▶ [DOCUMENT EXCERPT]
★ ★ ★ ★
This chapter describes the m4 macro preprocessor, a front-end filter that lets you define macros by placing m4 macro definitions at the beginning of your source files. You can use the m4 preprocessor with either program source files or document source files.
Macros ease your programming or writing tasks by allowing you to substitute a simple word or two for a great amount of material. Macro calls in a source file have the following form:
name [ ( arg1 [ ,arg2... ] ) ]
For example, suppose you have a C program in which you want to print
the same message at several points. You could code a series of
printf
statements like the following:
printf("\nThese %d files are in %s:\n\n",cnt,dir);
As your program evolves, you decide to change the wording; but you have
to edit each instance of the message. Defining a macro like the
following will save you a great deal of work:
define(filmsg,`printf("\nThese%d files are in %s:\n\n",$1,$2)')
Then, everywhere you want to output this message, you use the macro
this way:
filmsg(cnt,dir);
With this implementation, you need only edit the message in one place.
A
macro definition
consists of a symbolic name (called a
token)
and the character string
that is to replace it. A
token is any string of alphanumeric characters (letters, numbers, and
underscores) beginning with a letter or an underscore and delimited by
nonalphanumeric characters (punctuation or white space). For example,
N12
and
N
are both tokens but
A+B
is not a token. When you process your file through
m4,
each occurrence of a recognized macro is replaced by its definition.
In addition to replacing symbolic names with text,
m4
can also perform the following operations:
The m4 program reads each token in the file and determines if the token is a macro name. Macro names that are embedded in other tokens are not recognized; for example, m4 does not interpret N12 as containing an occurrence of the token N. If the token is a macro name, m4 replaces it with its defining text and pushes the resulting string back onto the input to be rescanned.
Macro expansion is thus recursive; macro definitions can include nested occurrences of other macros to any depth of nesting. You can call macros with arguments, in which case the arguments are collected and substituted into the right places in the defining text before the defining text is rescanned.
The
m4
preprocessor is a standard UNIX filter. It accepts input from
standard input or from a list of input files and writes its output to
standard output. The following lines illustrate correct
m4
usage:
%
grep -v '#include' file1 file2 | m4 > outfile
%
m4 file1 file2 | cc
The m4 program processes each argument in order. If there are no arguments, or if an argument is a minus sign (-), m4 reads standard input as its input file.
You create a macro definition with the
define
command, one of about 20 built-in macros provided by
m4.
For example:
define(N,100)
The open parenthesis must follow the word define with no intervening space.
Given this macro definition, the token N will be replaced by 100 wherever it appears in the file being processed. The defining text can be any text, except that if the text contains parentheses, the number of open (left) parentheses must match the number of close (right) parentheses unless you protect an unmatched parenthesis by quoting it. See Section 5.2.1 for an explanation of quoting.
Built-in and user-defined macros work the same way except that some of the built-in macros change the state of the process. Refer to Section 5.3 for a list of the built-in macros.
You can define macros in terms of other macros. For example:
define(N,100) define(M,N)
This example defines both
M
and
N
to be
100.
If you later change the definition of
N
and assign it a new value,
M
retains the value of
100,
not the new value you give
N.
★ ★ ★ ★
▶ [SET PROBLEM 1] From the m4 preprocessor text, write out the part that opens with the words containing "In addition to" and closes with "text is rescanned.".
▶ [SET PROBLEM 2] Add the next part of the m4 preprocessor text, picking up after its final sentence.
★ ★ ★ ★
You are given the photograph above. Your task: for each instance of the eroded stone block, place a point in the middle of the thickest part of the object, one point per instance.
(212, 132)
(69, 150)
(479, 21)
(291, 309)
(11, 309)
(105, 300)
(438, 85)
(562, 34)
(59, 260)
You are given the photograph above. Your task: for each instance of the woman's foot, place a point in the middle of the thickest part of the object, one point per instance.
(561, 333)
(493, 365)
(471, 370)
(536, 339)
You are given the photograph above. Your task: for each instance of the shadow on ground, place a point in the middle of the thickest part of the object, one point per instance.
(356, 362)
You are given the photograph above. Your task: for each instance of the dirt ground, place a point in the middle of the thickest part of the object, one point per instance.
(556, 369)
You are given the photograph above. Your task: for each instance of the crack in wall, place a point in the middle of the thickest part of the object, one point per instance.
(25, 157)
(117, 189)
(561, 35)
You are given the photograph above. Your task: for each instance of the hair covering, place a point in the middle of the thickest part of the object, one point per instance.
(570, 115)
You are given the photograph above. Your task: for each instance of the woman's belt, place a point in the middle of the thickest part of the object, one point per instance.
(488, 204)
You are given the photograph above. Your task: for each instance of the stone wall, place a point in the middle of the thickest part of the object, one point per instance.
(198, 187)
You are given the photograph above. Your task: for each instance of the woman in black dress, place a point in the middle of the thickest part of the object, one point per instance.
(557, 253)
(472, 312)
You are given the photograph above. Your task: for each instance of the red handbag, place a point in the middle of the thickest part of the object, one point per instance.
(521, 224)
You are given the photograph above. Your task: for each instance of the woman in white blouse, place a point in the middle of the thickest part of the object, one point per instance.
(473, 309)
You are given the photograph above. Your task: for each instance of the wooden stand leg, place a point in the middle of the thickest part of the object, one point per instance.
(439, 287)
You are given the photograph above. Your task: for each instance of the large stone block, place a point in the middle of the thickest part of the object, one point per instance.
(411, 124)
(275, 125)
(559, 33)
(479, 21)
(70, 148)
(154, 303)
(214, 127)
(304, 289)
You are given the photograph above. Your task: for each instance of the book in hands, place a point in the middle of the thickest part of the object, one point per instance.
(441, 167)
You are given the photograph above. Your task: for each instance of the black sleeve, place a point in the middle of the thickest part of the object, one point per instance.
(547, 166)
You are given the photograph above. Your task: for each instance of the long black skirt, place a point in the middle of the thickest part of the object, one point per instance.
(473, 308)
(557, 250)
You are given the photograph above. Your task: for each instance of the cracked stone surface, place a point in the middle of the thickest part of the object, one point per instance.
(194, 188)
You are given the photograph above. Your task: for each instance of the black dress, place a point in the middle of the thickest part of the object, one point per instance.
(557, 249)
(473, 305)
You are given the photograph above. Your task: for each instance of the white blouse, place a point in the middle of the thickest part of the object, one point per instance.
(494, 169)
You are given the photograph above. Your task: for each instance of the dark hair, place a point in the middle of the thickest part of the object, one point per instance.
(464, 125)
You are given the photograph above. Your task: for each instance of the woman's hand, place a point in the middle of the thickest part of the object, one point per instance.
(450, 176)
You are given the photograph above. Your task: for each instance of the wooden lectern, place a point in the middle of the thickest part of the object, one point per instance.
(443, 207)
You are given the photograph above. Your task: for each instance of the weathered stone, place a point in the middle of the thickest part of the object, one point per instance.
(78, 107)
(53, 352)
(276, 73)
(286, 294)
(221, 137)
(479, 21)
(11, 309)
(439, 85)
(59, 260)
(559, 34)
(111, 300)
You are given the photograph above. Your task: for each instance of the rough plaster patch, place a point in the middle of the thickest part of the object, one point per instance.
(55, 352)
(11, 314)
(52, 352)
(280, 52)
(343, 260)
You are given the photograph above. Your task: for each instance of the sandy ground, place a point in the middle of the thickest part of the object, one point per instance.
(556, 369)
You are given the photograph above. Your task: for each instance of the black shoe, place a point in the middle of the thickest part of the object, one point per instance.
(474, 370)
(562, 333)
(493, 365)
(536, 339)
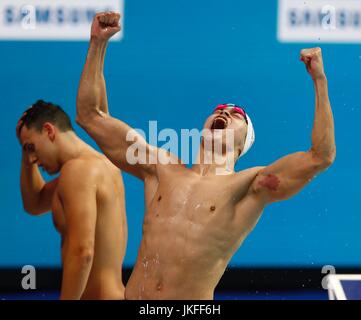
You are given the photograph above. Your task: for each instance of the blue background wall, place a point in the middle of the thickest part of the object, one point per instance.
(189, 56)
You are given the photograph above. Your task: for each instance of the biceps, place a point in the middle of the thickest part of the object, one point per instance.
(286, 177)
(124, 146)
(46, 196)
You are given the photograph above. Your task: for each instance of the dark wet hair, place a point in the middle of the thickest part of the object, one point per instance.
(41, 112)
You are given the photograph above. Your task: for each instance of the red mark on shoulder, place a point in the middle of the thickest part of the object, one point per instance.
(270, 182)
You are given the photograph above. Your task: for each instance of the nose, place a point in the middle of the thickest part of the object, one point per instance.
(32, 158)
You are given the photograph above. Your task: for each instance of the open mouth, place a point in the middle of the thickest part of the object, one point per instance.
(219, 123)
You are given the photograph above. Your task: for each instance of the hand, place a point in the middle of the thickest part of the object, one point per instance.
(19, 125)
(25, 155)
(312, 58)
(105, 25)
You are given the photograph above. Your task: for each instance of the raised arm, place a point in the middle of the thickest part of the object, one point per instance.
(92, 107)
(288, 175)
(78, 192)
(36, 193)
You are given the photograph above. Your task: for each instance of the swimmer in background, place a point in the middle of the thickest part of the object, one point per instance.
(196, 218)
(86, 200)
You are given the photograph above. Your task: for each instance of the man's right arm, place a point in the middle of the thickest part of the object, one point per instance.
(36, 193)
(92, 107)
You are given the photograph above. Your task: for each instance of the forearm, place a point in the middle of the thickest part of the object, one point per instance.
(323, 135)
(76, 271)
(31, 184)
(92, 96)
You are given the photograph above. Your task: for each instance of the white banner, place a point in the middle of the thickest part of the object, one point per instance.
(329, 21)
(52, 19)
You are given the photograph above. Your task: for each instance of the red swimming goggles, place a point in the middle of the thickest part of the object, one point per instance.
(235, 108)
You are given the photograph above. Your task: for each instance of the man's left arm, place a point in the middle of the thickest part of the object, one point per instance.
(77, 189)
(287, 176)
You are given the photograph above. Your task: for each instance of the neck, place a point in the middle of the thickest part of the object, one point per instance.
(71, 147)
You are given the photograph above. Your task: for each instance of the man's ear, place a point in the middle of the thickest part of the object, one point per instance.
(50, 130)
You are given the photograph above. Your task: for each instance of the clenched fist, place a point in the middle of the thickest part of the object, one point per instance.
(313, 61)
(105, 25)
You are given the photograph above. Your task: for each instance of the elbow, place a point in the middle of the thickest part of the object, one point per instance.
(327, 160)
(31, 210)
(84, 254)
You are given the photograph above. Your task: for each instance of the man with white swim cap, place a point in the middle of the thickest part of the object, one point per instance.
(86, 201)
(196, 218)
★ ★ ★ ★
▶ [EXERCISE RESPONSE 1]
In addition to replacing symbolic names with text,
m4
can also perform the following operations:
The m4 program reads each token in the file and determines if the token is a macro name. Macro names that are embedded in other tokens are not recognized; for example, m4 does not interpret N12 as containing an occurrence of the token N. If the token is a macro name, m4 replaces it with its defining text and pushes the resulting string back onto the input to be rescanned.
Macro expansion is thus recursive; macro definitions can include nested occurrences of other macros to any depth of nesting. You can call macros with arguments, in which case the arguments are collected and substituted into the right places in the defining text before the defining text is rescanned.

▶ [EXERCISE RESPONSE 2]
The value of
M
does not track that of
N
because the
m4
preprocessor expands macro names into their defining text as soon as
possible. The overall result, as far as
M
is concerned, is the same as using the following input in the first
place:
define(M,100)
If you want the value of
M
to track the value of
N,
you can reverse the order of the definitions, as follows:
define(M,N) define(N,100)
Now M is defined to be the string N. When the value of M is requested later, the M is replaced by N, which is then rescanned and replaced by whatever value N has at that time.
Macro definitions made with the
define
command do not delete characters following the close parenthesis. For
example:
Now is the time for all good persons. define(N,100) Testing N definition.
This example produces the following result:
Now is the time for all good persons.
Testing 100 definition.
The blank line results from the presence of a newline character at the
end of the line containing the
define
macro. The built-in
dnl
macro deletes all characters that follow it, up to and including the
next newline character. Use this macro to delete empty lines. For
example:
Now is the time for all good persons. define(N,100)dnl Testing N definition.
This example produces the following result:
Now is the time for all good persons. Testing 100 definition.
To delay the expansion of a
define
macro's arguments, enclose them in a matched pair of quote characters.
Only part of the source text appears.